═══ Supplied information ═══

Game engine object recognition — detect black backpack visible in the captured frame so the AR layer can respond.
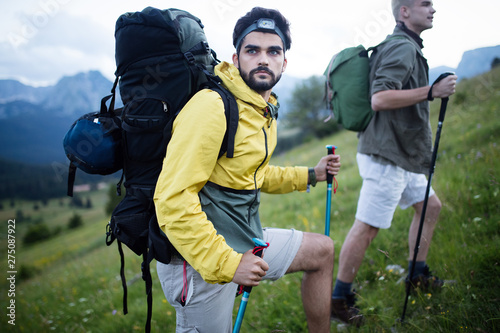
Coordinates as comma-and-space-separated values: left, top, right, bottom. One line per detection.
64, 7, 239, 332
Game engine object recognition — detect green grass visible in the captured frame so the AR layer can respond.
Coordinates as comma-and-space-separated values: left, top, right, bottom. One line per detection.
1, 67, 499, 332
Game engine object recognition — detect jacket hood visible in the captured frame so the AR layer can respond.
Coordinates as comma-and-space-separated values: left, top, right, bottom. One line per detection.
215, 61, 279, 116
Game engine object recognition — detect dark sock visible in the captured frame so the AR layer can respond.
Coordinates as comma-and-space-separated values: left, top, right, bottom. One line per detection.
408, 261, 426, 278
332, 279, 352, 299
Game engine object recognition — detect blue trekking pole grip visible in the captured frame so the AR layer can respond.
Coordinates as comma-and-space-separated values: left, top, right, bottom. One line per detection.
325, 145, 337, 236
233, 238, 269, 333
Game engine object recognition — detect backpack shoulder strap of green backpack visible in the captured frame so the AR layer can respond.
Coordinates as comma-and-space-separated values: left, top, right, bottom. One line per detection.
365, 35, 409, 54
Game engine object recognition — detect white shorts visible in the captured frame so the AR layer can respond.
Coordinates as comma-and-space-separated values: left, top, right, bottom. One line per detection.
156, 228, 303, 333
355, 153, 435, 229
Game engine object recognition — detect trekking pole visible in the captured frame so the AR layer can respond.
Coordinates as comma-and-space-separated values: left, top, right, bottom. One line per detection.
400, 72, 454, 323
324, 145, 337, 237
233, 238, 270, 333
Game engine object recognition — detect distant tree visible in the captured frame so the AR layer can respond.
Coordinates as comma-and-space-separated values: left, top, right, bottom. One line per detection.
16, 209, 29, 222
52, 226, 63, 236
70, 196, 84, 208
86, 197, 93, 209
282, 75, 341, 140
23, 222, 52, 245
68, 213, 83, 229
492, 57, 500, 69
18, 264, 41, 281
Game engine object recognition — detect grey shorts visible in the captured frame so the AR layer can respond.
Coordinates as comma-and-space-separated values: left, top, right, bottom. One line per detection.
355, 153, 435, 229
157, 228, 303, 333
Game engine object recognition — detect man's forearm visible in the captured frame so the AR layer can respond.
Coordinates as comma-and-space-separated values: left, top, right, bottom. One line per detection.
371, 86, 429, 111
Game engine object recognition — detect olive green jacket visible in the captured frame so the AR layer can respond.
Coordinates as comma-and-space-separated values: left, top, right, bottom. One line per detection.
358, 26, 432, 174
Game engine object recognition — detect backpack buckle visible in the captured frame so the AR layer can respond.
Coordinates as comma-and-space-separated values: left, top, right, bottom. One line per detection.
184, 52, 195, 64
105, 221, 115, 245
202, 41, 210, 54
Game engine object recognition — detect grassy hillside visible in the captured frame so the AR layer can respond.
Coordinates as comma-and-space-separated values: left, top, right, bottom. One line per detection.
1, 67, 499, 332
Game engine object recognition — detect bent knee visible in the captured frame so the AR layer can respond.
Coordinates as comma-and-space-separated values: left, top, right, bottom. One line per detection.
320, 235, 335, 259
305, 233, 334, 260
427, 194, 442, 215
287, 233, 334, 274
430, 194, 442, 209
353, 219, 379, 241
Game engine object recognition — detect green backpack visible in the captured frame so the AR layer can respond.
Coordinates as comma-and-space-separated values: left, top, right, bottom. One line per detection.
324, 37, 403, 131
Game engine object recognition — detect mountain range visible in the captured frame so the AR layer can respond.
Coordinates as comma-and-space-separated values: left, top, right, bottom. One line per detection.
0, 45, 499, 166
429, 45, 500, 83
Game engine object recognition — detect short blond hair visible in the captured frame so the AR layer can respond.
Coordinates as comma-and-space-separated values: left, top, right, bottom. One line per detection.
391, 0, 415, 21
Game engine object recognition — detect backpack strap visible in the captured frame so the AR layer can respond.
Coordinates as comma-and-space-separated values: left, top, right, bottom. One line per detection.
158, 76, 239, 159
67, 162, 77, 197
367, 35, 406, 51
205, 77, 239, 158
141, 251, 153, 333
324, 51, 340, 121
117, 240, 128, 315
112, 239, 153, 333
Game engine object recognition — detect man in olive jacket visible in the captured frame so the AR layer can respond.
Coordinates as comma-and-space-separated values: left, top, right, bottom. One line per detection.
331, 0, 457, 326
154, 7, 340, 333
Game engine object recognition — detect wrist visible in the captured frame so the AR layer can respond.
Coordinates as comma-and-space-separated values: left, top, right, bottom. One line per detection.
308, 167, 317, 187
427, 85, 434, 101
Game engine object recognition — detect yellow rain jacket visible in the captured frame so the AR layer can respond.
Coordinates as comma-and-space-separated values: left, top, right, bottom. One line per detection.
154, 61, 308, 284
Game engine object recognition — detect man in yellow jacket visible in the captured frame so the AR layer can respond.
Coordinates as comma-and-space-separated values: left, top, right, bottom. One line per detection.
154, 7, 340, 332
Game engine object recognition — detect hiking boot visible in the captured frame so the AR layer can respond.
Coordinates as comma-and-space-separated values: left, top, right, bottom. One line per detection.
331, 294, 364, 327
405, 265, 444, 291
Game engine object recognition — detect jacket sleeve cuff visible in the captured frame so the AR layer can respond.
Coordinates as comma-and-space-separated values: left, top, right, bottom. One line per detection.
205, 251, 242, 284
298, 166, 309, 191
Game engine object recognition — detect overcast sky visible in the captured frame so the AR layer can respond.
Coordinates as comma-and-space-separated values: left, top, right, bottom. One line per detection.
2, 0, 500, 86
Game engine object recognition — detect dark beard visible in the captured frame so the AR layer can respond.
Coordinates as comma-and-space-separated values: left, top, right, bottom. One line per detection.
239, 66, 282, 93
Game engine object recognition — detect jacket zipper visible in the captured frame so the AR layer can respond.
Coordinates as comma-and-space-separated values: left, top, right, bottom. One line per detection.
247, 126, 268, 223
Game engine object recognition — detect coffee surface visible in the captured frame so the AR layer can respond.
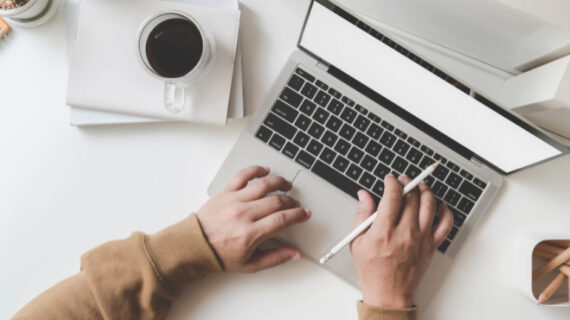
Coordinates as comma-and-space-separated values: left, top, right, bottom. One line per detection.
146, 18, 203, 78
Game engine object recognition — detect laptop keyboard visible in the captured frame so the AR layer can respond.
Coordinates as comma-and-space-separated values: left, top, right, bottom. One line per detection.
255, 67, 488, 253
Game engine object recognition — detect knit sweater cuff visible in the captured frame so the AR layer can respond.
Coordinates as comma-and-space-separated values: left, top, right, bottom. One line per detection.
357, 300, 418, 320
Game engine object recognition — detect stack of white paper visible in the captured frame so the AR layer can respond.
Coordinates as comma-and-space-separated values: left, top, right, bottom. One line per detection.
66, 0, 243, 126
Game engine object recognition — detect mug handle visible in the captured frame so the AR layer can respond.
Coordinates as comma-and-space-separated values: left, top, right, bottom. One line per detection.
164, 81, 185, 113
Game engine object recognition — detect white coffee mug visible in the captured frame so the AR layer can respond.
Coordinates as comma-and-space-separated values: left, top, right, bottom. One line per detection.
136, 11, 214, 114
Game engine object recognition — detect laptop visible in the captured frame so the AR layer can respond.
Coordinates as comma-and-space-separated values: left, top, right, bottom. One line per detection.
208, 0, 568, 307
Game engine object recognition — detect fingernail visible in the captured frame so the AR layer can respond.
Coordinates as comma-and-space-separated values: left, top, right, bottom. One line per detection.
357, 190, 363, 200
292, 252, 302, 260
304, 208, 312, 217
385, 173, 394, 178
263, 166, 270, 172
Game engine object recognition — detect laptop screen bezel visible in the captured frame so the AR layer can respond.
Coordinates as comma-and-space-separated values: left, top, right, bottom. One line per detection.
296, 0, 568, 175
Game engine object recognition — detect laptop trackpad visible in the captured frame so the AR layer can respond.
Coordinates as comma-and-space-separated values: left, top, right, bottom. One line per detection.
280, 170, 360, 285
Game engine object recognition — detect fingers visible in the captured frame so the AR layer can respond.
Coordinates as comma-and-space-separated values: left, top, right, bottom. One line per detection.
432, 203, 454, 248
352, 190, 377, 229
397, 175, 420, 230
417, 182, 437, 234
224, 166, 270, 192
237, 175, 293, 201
254, 207, 311, 242
246, 195, 301, 220
372, 174, 403, 230
245, 246, 301, 272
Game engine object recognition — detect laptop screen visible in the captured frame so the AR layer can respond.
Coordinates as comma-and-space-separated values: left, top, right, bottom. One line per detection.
298, 0, 566, 174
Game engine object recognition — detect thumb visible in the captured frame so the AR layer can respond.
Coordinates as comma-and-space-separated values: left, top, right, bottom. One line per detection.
245, 246, 301, 272
352, 190, 376, 229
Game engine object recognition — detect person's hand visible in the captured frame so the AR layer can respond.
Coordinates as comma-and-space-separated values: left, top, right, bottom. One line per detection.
350, 174, 453, 308
196, 166, 311, 273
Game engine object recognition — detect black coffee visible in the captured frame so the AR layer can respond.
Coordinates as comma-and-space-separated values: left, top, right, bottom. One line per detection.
146, 18, 204, 78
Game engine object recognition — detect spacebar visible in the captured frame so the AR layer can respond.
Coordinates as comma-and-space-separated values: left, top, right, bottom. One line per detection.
311, 161, 361, 200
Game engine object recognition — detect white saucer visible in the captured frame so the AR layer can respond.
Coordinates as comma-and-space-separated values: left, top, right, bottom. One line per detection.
8, 0, 61, 28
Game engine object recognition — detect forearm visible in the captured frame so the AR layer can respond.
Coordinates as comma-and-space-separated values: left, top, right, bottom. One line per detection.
13, 214, 223, 320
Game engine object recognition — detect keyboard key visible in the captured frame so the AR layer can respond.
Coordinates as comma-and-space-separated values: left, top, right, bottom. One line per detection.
325, 115, 343, 132
295, 68, 315, 82
341, 96, 355, 106
301, 82, 318, 99
393, 139, 410, 156
313, 160, 360, 199
433, 165, 449, 180
308, 122, 325, 139
379, 132, 397, 148
347, 164, 363, 180
280, 87, 303, 107
269, 134, 286, 151
407, 136, 421, 148
405, 148, 422, 164
355, 104, 368, 115
295, 150, 315, 169
459, 169, 473, 181
433, 153, 447, 164
315, 90, 331, 107
312, 108, 330, 124
405, 165, 421, 179
379, 148, 396, 165
457, 197, 474, 214
327, 99, 344, 115
451, 208, 466, 227
255, 125, 273, 142
446, 172, 462, 189
328, 87, 342, 99
354, 115, 371, 132
373, 163, 390, 179
359, 172, 375, 189
392, 156, 409, 173
394, 129, 407, 139
473, 178, 487, 189
372, 180, 385, 196
444, 189, 461, 207
361, 155, 378, 171
334, 138, 351, 155
432, 181, 448, 197
424, 176, 435, 187
381, 120, 394, 131
458, 181, 483, 202
333, 156, 349, 172
419, 156, 435, 169
293, 131, 310, 148
315, 79, 328, 90
420, 145, 434, 156
366, 123, 383, 139
287, 74, 304, 91
365, 141, 382, 157
272, 100, 298, 122
340, 108, 357, 123
348, 147, 365, 163
446, 161, 460, 172
448, 226, 458, 240
339, 124, 356, 140
299, 100, 317, 116
320, 147, 337, 164
264, 113, 297, 139
352, 132, 369, 149
294, 114, 311, 131
307, 139, 324, 157
367, 113, 381, 123
321, 131, 338, 147
282, 142, 299, 159
438, 239, 451, 253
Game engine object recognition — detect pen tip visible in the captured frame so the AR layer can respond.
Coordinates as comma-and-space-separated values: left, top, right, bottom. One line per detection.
432, 161, 441, 169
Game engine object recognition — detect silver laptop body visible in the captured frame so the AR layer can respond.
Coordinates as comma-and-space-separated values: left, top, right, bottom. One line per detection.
209, 0, 567, 308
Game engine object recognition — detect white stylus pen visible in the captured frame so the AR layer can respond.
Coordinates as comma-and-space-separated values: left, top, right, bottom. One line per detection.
319, 161, 441, 265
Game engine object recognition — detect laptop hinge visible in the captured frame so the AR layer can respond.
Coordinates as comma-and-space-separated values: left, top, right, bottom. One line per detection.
316, 60, 330, 71
470, 156, 484, 168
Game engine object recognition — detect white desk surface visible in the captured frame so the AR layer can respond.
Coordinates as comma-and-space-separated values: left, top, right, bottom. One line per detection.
1, 1, 570, 319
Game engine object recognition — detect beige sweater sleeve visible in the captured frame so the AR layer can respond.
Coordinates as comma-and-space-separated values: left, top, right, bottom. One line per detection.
13, 213, 417, 320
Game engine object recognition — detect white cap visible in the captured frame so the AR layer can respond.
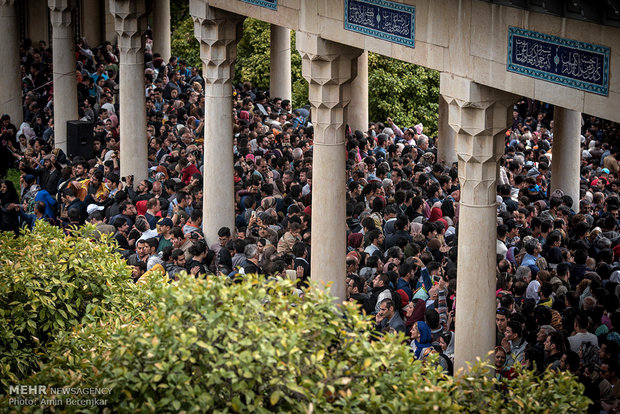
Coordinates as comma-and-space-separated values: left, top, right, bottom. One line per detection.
87, 204, 104, 215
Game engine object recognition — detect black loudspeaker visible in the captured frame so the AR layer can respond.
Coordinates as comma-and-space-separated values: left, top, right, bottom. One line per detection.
66, 120, 94, 160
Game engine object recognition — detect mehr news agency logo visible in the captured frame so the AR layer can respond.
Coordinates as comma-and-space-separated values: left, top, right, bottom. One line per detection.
8, 385, 111, 407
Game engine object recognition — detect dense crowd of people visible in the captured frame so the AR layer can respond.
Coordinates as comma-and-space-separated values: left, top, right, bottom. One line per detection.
2, 34, 620, 412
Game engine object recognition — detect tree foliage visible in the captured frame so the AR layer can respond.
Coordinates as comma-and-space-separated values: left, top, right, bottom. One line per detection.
368, 52, 439, 136
0, 222, 143, 389
235, 18, 307, 108
170, 16, 201, 69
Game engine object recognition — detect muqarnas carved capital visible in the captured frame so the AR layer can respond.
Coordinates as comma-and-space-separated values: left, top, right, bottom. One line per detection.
444, 94, 515, 206
298, 34, 363, 145
49, 0, 76, 38
110, 0, 148, 64
191, 4, 244, 86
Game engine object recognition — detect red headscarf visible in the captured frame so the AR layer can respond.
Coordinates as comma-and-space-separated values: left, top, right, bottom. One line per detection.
429, 207, 443, 222
405, 298, 427, 335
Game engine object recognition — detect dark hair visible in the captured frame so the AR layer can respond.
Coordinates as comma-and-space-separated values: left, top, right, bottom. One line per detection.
217, 227, 231, 237
507, 320, 522, 337
380, 298, 395, 311
425, 309, 440, 329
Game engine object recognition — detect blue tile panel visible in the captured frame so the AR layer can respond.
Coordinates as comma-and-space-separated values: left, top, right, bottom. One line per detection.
241, 0, 277, 10
344, 0, 415, 47
507, 26, 610, 96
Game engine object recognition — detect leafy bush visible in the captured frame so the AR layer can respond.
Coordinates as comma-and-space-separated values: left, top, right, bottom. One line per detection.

═══

• _Task details_:
Among the entries above, find every line holding "screen" and copy it.

• _Written answer_:
Game engine object recognition — detect laptop screen bezel visible in the captured frame so the AR layer can respond.
Game engine object recognition — detect laptop screen visible in the captured frame so the AR layer can respond.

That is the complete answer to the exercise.